--- Start ---

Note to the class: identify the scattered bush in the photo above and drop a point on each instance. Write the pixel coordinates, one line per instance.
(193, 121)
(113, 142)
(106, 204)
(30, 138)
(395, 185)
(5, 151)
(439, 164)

--- End ---

__Task prompt__. Repeat the items above verbatim, keeping every line unchanged and in order.

__Right answer__.
Note to the class: identify the scattered bush in the photo above and drop a point on each instance. Write the pixel coordinates, one line per instance.
(193, 121)
(113, 142)
(106, 204)
(30, 138)
(395, 185)
(5, 151)
(439, 164)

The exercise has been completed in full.